* [Task description]
Find every line in the records below that contains the string "blue", and copy each of those lines.
··· Supplied material
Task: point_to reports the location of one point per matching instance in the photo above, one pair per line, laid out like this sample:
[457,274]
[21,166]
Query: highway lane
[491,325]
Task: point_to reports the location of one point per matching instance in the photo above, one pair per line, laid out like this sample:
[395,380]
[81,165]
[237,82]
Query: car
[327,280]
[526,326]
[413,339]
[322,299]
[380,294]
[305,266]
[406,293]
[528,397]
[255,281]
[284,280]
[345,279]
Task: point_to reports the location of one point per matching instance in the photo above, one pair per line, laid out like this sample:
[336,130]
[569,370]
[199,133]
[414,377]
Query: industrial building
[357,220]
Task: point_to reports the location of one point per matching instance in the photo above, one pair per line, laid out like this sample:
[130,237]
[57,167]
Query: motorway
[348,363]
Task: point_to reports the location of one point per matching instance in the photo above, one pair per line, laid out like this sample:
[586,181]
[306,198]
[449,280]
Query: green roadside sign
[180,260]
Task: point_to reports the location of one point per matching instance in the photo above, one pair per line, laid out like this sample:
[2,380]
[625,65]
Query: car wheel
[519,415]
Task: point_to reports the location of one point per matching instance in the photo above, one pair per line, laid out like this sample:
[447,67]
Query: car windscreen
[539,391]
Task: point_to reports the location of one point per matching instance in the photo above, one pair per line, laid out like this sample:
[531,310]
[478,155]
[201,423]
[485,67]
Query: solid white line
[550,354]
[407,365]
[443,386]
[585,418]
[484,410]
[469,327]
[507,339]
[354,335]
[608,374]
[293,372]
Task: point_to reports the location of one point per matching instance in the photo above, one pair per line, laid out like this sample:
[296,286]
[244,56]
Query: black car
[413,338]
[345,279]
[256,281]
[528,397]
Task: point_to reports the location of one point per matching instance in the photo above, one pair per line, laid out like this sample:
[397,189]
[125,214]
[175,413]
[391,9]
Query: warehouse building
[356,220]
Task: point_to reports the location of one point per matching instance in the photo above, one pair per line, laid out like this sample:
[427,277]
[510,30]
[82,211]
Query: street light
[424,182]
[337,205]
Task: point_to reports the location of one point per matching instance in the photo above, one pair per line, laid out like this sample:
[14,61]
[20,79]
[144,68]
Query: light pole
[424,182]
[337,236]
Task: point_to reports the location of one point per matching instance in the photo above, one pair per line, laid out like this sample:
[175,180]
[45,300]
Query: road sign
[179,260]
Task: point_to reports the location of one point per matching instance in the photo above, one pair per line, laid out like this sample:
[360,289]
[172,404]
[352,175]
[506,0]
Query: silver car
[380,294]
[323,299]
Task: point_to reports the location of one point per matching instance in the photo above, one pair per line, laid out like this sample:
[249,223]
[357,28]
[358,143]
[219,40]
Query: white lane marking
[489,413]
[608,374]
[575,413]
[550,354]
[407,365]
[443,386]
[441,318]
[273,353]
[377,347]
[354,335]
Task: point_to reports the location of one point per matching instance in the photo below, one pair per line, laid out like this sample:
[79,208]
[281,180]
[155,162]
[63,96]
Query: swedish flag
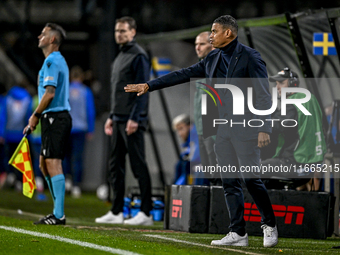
[323,44]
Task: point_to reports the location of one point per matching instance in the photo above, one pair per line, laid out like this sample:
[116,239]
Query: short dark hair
[126,19]
[228,22]
[61,33]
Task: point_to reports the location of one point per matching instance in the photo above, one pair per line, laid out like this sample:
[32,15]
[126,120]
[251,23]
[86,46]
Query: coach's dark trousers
[232,152]
[133,145]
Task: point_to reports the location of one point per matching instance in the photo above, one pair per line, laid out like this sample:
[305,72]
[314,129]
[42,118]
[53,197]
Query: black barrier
[299,214]
[189,208]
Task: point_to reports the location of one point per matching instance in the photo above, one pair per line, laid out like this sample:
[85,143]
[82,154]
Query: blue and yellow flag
[323,44]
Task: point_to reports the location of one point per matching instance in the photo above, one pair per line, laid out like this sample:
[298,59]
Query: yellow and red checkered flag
[22,161]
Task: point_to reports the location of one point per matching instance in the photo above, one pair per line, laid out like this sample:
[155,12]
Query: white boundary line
[202,245]
[71,241]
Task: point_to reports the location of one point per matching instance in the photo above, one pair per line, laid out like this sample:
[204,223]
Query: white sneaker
[111,218]
[232,238]
[270,236]
[140,219]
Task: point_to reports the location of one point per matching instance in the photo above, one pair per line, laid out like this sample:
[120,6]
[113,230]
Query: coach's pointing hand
[141,88]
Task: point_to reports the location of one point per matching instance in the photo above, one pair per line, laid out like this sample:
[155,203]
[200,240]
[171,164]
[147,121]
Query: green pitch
[82,236]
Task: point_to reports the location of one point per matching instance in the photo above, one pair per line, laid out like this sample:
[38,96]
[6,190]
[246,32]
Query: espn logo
[251,213]
[176,211]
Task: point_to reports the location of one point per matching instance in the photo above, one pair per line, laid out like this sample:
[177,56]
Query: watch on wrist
[38,115]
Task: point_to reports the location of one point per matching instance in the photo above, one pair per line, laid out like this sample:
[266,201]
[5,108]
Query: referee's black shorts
[55,132]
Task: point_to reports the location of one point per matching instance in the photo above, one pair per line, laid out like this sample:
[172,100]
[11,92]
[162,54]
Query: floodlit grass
[80,226]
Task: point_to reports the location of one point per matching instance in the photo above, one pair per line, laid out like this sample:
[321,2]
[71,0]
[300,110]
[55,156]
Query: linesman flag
[22,161]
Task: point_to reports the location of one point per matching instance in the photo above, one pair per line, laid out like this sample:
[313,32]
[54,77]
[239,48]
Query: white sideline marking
[203,245]
[71,241]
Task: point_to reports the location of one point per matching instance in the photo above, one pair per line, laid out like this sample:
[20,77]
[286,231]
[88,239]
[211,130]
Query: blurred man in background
[190,154]
[206,145]
[83,120]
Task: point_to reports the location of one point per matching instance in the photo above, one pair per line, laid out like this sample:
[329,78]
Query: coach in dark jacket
[126,125]
[236,145]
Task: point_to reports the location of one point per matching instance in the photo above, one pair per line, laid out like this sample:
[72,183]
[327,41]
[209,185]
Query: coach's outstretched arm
[141,88]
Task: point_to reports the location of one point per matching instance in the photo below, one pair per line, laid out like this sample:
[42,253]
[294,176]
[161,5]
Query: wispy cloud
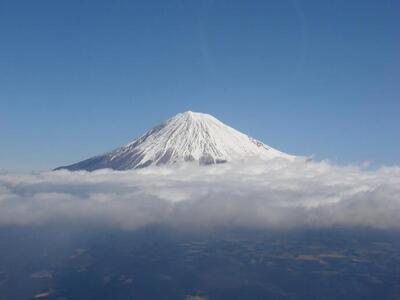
[269,194]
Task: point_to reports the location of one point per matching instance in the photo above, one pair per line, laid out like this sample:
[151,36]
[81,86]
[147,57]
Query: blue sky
[78,78]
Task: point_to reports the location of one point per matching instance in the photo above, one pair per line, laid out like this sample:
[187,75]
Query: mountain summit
[188,136]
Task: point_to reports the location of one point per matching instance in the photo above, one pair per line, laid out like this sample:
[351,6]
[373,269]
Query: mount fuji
[187,137]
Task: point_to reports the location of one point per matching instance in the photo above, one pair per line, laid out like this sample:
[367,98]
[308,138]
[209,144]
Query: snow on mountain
[188,136]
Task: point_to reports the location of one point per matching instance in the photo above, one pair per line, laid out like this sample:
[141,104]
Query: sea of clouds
[273,194]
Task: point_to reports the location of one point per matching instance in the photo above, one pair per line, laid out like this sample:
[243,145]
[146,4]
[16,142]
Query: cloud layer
[253,194]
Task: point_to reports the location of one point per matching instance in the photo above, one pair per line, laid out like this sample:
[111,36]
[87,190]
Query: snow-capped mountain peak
[188,136]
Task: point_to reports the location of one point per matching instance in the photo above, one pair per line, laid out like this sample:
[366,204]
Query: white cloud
[261,194]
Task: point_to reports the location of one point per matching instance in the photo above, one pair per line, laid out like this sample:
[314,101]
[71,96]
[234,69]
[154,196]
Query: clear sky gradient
[78,78]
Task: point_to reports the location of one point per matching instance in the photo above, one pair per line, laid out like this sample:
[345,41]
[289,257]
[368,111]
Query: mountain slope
[186,137]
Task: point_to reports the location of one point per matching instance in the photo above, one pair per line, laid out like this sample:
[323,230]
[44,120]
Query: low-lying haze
[274,194]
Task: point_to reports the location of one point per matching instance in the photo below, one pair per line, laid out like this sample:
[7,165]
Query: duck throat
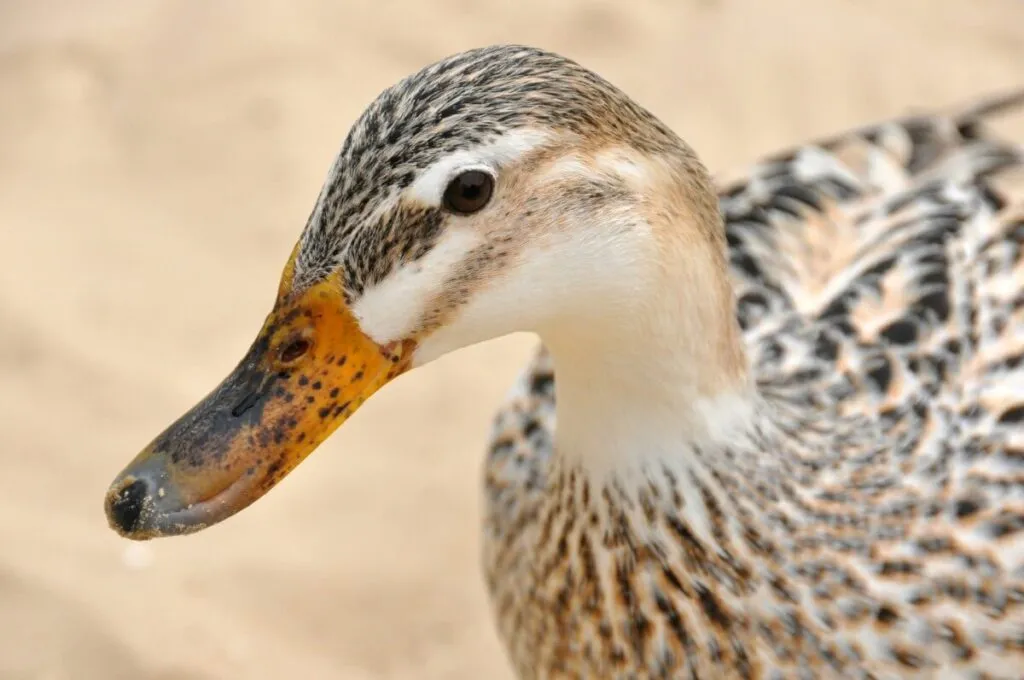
[660,374]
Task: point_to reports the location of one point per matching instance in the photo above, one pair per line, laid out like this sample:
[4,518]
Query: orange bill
[309,369]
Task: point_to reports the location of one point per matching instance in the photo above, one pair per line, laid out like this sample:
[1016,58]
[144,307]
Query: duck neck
[657,368]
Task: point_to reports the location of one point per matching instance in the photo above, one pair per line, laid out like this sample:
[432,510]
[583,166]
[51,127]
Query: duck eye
[469,192]
[294,350]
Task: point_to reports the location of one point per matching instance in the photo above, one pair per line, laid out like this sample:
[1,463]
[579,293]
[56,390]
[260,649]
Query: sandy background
[158,159]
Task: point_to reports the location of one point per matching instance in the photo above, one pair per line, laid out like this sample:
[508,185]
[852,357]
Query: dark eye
[294,350]
[469,192]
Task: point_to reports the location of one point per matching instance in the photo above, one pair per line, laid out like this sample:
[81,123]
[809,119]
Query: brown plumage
[788,432]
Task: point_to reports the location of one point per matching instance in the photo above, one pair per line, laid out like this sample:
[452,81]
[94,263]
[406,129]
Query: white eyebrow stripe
[429,185]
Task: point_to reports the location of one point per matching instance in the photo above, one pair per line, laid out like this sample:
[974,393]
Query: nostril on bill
[125,508]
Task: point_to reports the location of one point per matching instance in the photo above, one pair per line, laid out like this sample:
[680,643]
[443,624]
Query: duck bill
[308,371]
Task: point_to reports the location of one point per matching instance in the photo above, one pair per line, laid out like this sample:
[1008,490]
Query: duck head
[501,189]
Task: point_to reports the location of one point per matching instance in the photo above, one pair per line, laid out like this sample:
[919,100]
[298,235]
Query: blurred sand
[158,159]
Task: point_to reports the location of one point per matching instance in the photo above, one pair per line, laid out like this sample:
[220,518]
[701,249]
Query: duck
[775,424]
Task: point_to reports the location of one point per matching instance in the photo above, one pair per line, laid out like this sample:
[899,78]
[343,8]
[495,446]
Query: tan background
[158,159]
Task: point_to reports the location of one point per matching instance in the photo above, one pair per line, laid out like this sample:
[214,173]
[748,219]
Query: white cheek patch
[392,308]
[429,185]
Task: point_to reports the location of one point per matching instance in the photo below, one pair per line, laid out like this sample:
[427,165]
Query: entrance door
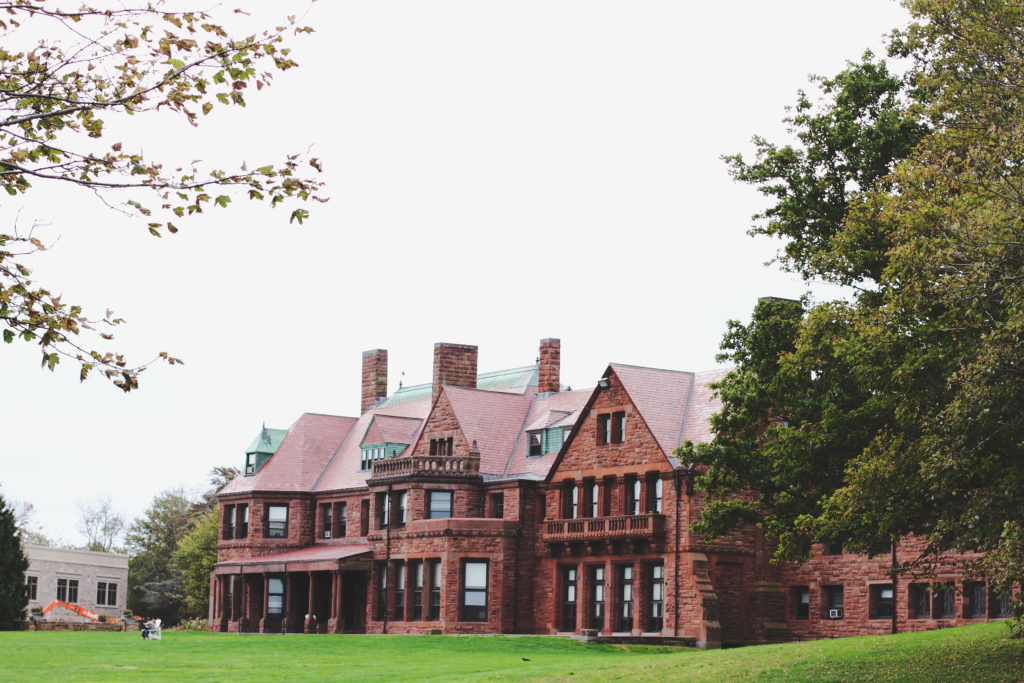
[353,601]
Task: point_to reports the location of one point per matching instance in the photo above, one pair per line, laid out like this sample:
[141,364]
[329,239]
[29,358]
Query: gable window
[107,594]
[801,602]
[974,600]
[276,521]
[440,504]
[536,442]
[881,605]
[474,594]
[274,595]
[435,591]
[921,601]
[442,446]
[834,601]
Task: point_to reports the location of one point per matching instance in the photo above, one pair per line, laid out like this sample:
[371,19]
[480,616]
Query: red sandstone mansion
[501,503]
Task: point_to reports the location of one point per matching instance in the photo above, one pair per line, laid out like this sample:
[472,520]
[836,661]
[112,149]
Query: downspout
[387,553]
[679,488]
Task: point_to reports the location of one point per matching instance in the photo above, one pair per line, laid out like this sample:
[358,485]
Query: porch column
[310,620]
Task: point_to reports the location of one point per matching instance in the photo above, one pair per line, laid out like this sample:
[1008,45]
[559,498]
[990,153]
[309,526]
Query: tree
[13,563]
[99,523]
[64,74]
[154,579]
[897,412]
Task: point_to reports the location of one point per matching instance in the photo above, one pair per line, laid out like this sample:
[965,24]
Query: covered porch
[310,590]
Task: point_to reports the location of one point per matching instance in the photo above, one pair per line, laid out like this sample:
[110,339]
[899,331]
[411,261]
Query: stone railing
[596,528]
[427,465]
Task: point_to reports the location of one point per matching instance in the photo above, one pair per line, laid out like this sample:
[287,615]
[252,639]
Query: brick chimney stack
[455,365]
[374,378]
[551,355]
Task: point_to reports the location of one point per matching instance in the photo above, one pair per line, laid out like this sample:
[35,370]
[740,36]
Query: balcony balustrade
[427,465]
[599,528]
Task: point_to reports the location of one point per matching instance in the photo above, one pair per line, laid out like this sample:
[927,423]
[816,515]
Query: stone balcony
[432,466]
[604,528]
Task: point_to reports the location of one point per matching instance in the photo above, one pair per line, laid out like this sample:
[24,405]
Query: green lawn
[981,652]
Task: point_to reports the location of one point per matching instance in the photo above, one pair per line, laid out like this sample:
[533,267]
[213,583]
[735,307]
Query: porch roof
[324,556]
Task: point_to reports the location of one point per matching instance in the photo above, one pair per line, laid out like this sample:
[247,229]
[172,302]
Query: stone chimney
[550,364]
[455,365]
[374,378]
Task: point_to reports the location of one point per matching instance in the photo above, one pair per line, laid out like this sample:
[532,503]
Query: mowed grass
[982,652]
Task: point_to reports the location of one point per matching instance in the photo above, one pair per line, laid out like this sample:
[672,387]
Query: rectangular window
[834,600]
[920,599]
[399,591]
[440,504]
[626,597]
[435,590]
[416,571]
[536,443]
[655,591]
[474,598]
[228,522]
[801,601]
[568,598]
[243,513]
[597,598]
[496,505]
[340,529]
[974,600]
[274,596]
[327,519]
[276,521]
[881,601]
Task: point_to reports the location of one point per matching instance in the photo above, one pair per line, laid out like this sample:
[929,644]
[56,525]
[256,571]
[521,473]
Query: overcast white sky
[499,172]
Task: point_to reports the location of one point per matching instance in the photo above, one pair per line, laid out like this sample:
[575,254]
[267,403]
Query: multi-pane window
[439,503]
[68,590]
[107,593]
[442,446]
[276,521]
[801,602]
[881,605]
[399,591]
[416,571]
[569,586]
[834,601]
[435,590]
[474,597]
[274,595]
[974,600]
[597,598]
[655,590]
[920,599]
[536,442]
[626,597]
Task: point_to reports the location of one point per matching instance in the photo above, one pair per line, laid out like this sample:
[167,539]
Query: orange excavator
[78,609]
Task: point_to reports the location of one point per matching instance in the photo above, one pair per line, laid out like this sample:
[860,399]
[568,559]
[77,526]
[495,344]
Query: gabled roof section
[391,429]
[551,410]
[343,470]
[301,457]
[492,419]
[514,380]
[267,441]
[663,398]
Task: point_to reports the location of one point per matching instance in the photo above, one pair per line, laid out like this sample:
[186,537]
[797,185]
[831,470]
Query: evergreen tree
[12,566]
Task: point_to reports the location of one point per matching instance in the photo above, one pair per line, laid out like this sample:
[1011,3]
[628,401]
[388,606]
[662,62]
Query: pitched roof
[299,461]
[493,420]
[391,429]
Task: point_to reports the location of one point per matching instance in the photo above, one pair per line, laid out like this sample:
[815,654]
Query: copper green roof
[267,440]
[499,380]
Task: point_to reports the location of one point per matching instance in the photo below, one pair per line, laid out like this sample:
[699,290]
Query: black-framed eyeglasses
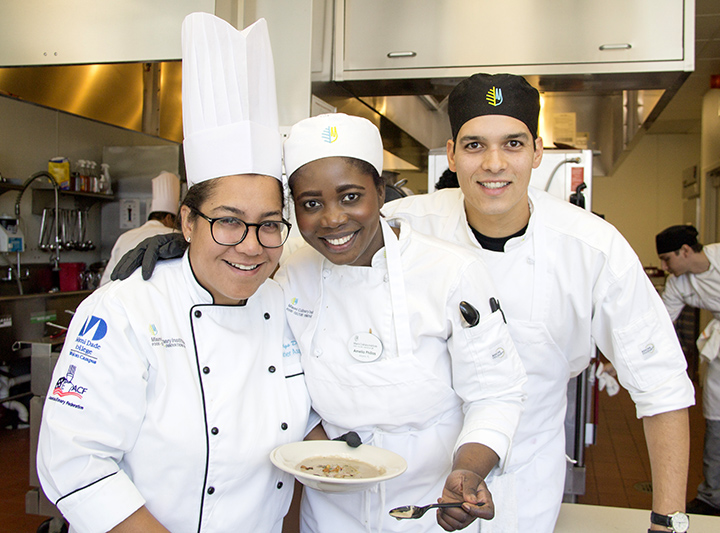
······
* [Result of the task]
Query: blue and yellow flag
Query: blue sky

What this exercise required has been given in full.